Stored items
- - -

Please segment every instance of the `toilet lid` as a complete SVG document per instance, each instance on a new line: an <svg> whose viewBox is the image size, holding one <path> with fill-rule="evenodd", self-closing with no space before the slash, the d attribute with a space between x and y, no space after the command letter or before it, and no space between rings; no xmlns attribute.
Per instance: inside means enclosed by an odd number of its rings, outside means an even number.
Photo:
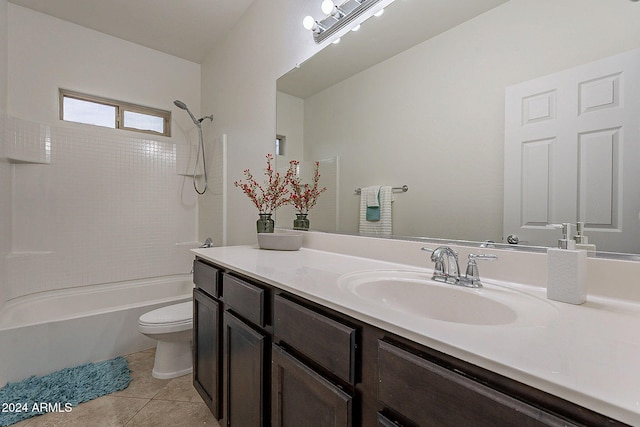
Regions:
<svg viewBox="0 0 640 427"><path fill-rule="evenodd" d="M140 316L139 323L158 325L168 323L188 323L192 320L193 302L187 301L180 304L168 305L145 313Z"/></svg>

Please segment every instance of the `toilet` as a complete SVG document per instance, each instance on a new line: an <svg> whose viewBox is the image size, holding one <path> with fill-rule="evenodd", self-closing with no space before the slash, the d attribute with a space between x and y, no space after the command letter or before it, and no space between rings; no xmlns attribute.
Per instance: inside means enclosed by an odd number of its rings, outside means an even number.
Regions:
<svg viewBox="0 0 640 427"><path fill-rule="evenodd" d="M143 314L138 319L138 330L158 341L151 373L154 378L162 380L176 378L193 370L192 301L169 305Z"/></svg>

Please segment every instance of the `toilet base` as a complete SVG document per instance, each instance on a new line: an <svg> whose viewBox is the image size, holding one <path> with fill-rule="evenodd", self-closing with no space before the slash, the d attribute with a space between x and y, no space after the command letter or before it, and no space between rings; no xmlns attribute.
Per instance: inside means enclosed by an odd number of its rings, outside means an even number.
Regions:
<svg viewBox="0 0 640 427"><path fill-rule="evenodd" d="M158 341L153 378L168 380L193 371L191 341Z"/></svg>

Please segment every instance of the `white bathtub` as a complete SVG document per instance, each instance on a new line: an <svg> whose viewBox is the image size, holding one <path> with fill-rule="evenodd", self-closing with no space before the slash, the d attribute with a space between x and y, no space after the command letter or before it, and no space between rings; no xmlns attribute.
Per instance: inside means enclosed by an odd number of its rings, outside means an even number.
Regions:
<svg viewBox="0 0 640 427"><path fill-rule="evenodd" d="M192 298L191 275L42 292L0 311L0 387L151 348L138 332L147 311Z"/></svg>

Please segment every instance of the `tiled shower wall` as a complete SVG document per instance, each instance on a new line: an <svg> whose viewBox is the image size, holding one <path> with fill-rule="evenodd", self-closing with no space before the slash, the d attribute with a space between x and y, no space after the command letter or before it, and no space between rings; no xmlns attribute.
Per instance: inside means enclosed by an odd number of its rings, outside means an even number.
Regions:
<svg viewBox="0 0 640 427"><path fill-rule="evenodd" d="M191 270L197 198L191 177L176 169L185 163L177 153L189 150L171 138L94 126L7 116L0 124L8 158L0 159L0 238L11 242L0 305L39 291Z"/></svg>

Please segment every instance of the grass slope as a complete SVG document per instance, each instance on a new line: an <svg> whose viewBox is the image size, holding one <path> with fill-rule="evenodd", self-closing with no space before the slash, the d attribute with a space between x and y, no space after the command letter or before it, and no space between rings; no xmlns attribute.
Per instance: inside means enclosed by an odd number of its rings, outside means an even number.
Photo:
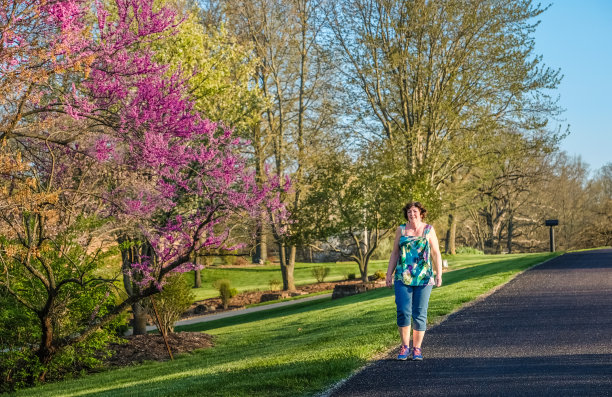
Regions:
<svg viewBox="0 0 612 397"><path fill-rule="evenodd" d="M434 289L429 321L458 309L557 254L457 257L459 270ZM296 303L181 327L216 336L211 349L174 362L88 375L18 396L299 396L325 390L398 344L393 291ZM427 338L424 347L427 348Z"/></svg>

- - -

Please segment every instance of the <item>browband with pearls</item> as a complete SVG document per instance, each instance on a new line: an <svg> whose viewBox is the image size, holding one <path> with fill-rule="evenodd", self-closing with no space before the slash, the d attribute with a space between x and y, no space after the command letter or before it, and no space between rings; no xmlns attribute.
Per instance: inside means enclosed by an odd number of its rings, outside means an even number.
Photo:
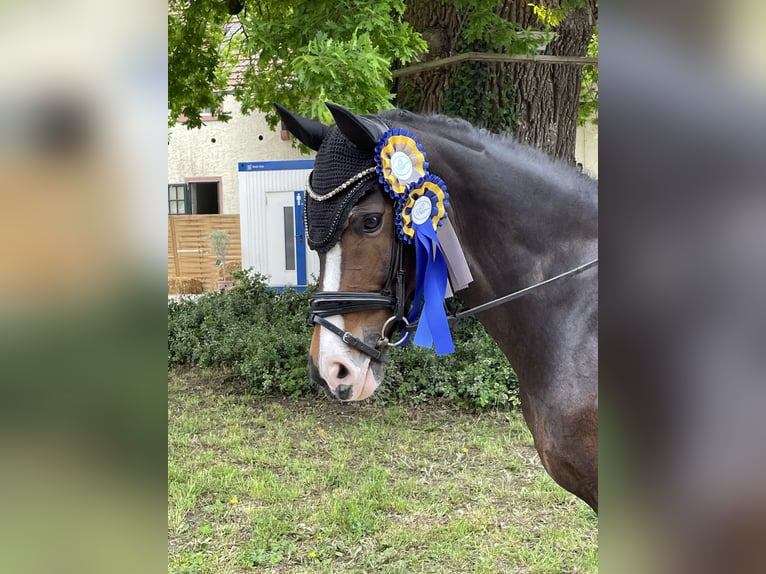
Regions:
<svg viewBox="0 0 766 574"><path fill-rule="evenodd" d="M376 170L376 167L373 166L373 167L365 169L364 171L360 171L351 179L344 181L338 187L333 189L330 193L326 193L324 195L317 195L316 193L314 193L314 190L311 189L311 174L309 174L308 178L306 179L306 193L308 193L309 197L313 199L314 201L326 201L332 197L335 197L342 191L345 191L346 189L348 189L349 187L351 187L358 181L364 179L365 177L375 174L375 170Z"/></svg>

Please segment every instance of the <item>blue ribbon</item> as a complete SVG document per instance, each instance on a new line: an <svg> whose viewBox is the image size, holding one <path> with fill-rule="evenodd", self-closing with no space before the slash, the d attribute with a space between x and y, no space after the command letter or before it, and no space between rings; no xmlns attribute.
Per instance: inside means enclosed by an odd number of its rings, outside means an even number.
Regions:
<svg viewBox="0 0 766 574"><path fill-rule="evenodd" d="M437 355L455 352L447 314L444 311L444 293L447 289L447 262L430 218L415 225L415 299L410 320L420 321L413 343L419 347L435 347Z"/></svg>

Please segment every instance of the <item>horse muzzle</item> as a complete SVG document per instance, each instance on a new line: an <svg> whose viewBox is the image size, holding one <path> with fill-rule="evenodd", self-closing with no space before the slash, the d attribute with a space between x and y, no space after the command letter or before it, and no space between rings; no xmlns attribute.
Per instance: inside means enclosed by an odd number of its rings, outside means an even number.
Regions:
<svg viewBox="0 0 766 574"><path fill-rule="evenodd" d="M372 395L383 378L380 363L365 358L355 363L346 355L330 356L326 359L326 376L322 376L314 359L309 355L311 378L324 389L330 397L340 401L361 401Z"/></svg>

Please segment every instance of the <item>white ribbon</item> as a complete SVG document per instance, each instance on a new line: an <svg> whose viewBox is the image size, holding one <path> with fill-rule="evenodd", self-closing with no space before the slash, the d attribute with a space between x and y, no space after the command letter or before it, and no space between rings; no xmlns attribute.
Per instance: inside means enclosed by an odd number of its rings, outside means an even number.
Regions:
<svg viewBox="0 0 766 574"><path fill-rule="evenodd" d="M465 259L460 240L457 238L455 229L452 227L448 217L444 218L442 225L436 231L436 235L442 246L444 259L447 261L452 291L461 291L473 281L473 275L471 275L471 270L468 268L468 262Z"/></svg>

- - -

Instructions for the task
All lines that hold the word "toilet" should be copied from the data.

Written solution
Please segment every instance of the `toilet lid` as a complete SVG document per instance, each instance on a new line: an <svg> whose viewBox is the image size, holding one <path> with fill-rule="evenodd", self-closing with no space before the slash, the d attribute with a space between x and y, no space after the command letter or before it, and no space between rings; no xmlns attribute.
Please segment every instance of the `toilet` as a complete SVG document per instance, each instance on a new line: an <svg> whose viewBox is the image size, holding one <path> with fill-rule="evenodd", self-closing with no space before the slash, the d attribute with a space between x and y, no space after the command letter or before it, and no space between rings; no xmlns attribute.
Please segment every instance of the `toilet base` as a complete SVG document per instance, each instance on a new line: an <svg> whose viewBox is the image size, holding one <path> with fill-rule="evenodd", self-closing with no space before the slash, the d attribute with a space between x and y, no space after the command letter or before it, and no space between rings; no xmlns attribute.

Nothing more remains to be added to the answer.